TASK TO CARRY OUT ▸ Using the figure legend below, list each color it names and state what that color marks.

SOURCE DOCUMENT ▸
______________________________
Loss of polarity in the proximal tubules after I/R. (A) Dual staining for Crry (green) and Arachis hypogaea (red, a marker of distal tubules) showed that Crry in proximal tubules had a sharp, basolateral localization (arrows), whereas expression in distal tubules (arrowheads) had a more diffuse appearance. After ischemia and 2 hours of reperfusion, the most prominent change was the loss of polarity in the proximal tubules. (B) Dual staining for Crry (green) and Na/K-ATPase (red) demonstrated that both were polarized proteins that colocalized at baseline to the basolateral aspect of proximal tubules (yellow). After ischemia and 2 hours of reperfusion the polarity of both proteins was lost, and both appeared dispersed throughout the cytoplasmic domain. (C) Protein was extracted from kidneys at baseline and after ischemia and 2 hours of reperfusion using a Triton X-100–containing lysis buffer. Fractions of triton-soluble (S) and -insoluble (I) protein were separated by SDS-PAGE and blotted for Crry. The 53-kDa form of Crry was detectable in the triton-insoluble fraction at baseline, and the ratio of triton-insoluble to -soluble Crry was greater than 1. After ischemia and 2 hours of reperfusion, over 90% of the Crry had become triton soluble. *P < 0.01 versus baseline. Original magnification, ×200.
______________________________
STUDY MATERIAL ▸
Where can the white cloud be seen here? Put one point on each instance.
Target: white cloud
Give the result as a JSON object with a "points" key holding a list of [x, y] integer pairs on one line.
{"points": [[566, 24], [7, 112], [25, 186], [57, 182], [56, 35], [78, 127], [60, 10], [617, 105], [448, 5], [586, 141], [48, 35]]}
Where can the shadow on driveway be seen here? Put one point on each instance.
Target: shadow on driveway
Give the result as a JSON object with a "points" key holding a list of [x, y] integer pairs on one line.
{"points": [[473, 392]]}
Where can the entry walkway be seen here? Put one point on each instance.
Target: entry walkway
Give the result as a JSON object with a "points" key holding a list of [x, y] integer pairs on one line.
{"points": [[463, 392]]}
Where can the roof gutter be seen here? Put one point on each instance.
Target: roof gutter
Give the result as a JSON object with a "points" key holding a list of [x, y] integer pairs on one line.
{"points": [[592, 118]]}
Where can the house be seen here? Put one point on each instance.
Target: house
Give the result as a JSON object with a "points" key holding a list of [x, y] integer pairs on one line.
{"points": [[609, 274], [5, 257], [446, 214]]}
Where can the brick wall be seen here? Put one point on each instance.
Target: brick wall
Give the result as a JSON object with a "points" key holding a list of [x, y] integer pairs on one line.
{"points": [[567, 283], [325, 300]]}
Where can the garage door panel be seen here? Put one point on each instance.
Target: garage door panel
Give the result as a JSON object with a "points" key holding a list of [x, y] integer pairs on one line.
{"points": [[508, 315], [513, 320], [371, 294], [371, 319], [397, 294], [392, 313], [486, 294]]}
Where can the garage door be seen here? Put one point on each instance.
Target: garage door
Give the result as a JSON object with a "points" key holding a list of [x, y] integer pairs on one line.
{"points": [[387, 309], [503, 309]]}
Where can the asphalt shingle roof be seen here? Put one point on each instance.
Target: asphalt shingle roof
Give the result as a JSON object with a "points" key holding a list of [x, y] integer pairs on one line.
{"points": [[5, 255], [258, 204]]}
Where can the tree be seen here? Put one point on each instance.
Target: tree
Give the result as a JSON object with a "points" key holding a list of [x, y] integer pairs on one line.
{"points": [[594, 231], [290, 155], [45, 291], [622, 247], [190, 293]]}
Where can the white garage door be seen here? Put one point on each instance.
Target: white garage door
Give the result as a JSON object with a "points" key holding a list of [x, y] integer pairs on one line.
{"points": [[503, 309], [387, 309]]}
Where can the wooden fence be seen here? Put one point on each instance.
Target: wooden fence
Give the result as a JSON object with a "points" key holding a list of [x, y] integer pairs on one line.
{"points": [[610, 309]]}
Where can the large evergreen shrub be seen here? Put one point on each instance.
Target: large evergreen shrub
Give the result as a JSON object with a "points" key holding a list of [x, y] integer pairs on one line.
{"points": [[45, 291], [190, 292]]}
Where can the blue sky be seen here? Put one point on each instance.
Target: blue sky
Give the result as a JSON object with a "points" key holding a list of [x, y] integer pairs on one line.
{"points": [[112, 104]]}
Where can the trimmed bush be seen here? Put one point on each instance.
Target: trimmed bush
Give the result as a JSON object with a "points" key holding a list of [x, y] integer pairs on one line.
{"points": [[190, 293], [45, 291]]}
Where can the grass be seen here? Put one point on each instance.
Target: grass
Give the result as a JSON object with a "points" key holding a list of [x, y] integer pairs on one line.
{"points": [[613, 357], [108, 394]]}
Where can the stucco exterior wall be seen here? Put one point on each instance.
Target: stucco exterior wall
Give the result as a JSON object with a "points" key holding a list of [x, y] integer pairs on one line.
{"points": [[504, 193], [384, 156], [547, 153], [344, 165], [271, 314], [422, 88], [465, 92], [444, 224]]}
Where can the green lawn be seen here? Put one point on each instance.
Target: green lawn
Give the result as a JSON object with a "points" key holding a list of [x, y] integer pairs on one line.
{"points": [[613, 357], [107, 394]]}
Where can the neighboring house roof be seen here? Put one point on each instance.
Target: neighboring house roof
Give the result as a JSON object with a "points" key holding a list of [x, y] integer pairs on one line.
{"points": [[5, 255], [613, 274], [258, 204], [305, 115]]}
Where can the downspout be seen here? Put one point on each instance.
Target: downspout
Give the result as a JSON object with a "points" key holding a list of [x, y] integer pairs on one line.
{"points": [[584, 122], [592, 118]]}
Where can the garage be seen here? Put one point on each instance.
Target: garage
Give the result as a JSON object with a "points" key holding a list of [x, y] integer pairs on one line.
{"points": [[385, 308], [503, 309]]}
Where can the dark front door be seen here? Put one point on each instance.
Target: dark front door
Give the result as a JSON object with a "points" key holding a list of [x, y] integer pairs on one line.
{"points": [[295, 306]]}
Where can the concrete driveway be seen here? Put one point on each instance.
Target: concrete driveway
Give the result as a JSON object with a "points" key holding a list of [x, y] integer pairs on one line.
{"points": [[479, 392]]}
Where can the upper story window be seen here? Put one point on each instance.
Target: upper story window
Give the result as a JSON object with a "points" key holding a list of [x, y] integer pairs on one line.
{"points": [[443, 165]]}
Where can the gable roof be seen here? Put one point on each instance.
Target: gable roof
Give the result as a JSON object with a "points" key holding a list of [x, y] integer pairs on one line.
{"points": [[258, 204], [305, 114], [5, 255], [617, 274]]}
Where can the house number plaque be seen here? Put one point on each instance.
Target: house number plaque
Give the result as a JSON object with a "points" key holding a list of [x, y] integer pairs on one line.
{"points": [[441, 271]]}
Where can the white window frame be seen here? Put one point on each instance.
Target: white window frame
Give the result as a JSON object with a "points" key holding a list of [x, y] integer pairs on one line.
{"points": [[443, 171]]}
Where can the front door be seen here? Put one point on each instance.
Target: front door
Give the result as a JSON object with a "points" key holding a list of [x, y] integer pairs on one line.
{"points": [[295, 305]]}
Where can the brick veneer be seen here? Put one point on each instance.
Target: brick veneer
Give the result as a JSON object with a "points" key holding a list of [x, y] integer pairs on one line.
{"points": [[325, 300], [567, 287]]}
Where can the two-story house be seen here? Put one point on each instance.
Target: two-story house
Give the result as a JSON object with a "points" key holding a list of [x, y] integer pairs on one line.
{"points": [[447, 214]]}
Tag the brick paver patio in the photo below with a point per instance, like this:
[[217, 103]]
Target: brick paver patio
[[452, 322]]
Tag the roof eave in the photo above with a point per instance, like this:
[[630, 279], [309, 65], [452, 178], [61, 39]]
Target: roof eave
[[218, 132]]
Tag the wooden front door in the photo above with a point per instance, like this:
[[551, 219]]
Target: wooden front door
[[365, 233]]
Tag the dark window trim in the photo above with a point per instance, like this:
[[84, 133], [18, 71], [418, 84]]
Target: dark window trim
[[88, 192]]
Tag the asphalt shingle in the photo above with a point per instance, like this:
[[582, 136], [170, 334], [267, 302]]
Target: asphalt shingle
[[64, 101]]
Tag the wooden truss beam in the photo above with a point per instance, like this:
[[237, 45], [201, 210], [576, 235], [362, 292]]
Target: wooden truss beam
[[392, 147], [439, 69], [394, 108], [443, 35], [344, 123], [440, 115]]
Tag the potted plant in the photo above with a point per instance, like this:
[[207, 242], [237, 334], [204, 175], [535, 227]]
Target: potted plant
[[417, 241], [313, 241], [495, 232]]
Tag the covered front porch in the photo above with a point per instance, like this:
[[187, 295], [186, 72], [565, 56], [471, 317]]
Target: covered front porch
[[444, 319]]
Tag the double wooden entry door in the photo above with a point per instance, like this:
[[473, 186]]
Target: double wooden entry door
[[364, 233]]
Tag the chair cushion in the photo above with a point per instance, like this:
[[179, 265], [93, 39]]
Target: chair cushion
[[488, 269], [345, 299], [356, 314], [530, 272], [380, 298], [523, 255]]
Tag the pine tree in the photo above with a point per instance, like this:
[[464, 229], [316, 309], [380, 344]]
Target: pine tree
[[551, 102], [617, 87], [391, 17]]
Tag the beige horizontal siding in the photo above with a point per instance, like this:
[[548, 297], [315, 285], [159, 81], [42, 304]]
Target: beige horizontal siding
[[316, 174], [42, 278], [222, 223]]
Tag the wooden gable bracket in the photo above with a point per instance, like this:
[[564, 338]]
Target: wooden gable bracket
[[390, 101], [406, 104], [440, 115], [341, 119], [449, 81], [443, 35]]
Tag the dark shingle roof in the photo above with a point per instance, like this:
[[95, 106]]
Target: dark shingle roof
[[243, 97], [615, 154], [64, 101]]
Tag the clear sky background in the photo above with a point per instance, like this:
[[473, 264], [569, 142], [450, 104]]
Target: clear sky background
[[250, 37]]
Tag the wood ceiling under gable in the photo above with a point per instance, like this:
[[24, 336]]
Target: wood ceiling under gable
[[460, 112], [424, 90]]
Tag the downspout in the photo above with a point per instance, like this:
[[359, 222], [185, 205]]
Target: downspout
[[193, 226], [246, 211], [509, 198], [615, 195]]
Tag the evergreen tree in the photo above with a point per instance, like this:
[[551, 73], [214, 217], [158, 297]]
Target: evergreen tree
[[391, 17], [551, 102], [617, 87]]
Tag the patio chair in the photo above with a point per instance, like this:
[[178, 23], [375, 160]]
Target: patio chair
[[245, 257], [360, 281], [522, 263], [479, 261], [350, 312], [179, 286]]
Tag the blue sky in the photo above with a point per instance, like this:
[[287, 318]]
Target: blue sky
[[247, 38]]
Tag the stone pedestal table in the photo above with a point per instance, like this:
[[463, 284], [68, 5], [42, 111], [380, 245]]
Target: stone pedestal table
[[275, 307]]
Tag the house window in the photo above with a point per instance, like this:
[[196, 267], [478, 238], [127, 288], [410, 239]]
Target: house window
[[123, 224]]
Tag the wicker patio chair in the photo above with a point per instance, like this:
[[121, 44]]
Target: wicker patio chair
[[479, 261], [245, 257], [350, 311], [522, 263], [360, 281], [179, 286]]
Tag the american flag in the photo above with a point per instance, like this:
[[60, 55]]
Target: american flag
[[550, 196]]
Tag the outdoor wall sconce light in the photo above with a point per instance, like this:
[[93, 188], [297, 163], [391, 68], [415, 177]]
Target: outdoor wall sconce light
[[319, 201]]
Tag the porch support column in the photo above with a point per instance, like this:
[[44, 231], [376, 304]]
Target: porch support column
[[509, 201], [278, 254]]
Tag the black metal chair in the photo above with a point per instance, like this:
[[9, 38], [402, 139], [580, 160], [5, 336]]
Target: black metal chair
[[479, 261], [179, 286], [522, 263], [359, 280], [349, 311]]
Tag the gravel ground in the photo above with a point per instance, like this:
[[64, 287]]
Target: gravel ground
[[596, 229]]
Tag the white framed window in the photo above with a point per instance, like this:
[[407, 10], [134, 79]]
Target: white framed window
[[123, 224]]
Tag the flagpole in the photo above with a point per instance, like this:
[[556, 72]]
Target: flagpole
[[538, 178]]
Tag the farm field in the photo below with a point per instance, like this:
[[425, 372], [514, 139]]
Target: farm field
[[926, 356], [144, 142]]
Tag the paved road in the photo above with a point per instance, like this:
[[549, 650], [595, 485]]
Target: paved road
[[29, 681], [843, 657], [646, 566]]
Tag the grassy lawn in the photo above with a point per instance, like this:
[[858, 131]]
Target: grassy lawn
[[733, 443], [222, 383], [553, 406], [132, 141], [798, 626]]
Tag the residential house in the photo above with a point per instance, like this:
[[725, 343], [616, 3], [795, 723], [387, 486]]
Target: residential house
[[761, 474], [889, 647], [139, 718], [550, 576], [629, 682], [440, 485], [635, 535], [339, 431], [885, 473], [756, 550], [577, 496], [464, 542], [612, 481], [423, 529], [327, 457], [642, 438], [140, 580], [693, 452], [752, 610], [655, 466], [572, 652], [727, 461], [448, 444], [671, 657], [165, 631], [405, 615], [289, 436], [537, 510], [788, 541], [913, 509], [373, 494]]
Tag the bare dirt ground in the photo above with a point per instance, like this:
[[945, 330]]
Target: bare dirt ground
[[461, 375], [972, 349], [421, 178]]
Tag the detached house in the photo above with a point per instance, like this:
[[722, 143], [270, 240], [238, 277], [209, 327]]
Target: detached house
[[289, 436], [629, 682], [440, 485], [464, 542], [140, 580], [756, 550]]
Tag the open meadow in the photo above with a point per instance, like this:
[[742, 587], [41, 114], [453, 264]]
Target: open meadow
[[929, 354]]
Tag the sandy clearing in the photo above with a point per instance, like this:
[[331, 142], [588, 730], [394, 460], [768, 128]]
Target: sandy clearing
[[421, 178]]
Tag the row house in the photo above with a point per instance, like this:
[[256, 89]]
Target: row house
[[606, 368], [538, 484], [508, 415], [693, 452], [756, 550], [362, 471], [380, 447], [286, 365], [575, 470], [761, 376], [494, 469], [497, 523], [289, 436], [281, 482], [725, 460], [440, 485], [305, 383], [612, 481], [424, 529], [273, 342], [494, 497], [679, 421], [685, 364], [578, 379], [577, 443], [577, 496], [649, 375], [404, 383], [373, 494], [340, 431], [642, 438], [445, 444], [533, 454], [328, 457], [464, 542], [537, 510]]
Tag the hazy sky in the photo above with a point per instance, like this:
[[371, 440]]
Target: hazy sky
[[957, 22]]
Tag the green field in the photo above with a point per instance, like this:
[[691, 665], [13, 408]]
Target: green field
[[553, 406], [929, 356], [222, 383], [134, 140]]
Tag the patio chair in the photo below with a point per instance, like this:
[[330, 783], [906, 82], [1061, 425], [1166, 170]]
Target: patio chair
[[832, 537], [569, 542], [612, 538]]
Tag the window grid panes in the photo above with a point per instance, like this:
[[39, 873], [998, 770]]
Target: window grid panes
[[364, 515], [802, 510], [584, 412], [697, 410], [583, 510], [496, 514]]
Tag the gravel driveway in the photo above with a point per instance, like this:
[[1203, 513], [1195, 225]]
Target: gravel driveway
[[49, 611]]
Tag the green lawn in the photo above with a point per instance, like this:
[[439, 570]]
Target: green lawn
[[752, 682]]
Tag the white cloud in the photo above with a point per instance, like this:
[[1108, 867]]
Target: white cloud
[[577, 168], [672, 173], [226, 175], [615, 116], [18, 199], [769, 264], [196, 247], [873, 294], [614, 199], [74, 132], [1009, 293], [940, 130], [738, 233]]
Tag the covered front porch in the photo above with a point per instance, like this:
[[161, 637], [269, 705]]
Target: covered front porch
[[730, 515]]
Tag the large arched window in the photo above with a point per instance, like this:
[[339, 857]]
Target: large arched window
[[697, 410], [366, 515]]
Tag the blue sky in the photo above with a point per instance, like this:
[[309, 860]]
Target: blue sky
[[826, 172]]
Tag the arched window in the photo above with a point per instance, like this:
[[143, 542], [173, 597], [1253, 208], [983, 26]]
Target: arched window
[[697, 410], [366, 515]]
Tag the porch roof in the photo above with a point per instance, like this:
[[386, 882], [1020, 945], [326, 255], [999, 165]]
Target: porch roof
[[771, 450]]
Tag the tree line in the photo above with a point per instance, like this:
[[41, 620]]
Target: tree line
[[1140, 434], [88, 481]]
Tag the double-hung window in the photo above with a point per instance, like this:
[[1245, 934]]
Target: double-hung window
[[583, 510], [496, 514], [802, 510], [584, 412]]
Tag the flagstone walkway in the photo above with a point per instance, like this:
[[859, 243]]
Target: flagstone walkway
______________________________
RESULT OF THE TASK ▸
- Green: Crry (panels A and B).
- Red: Arachis hypogaea, a marker of distal tubules (panel A), and Na/K-ATPase (panel B).
- Yellow: Crry and Na/K-ATPase colocalized at baseline on the basolateral aspect of proximal tubules (panel B).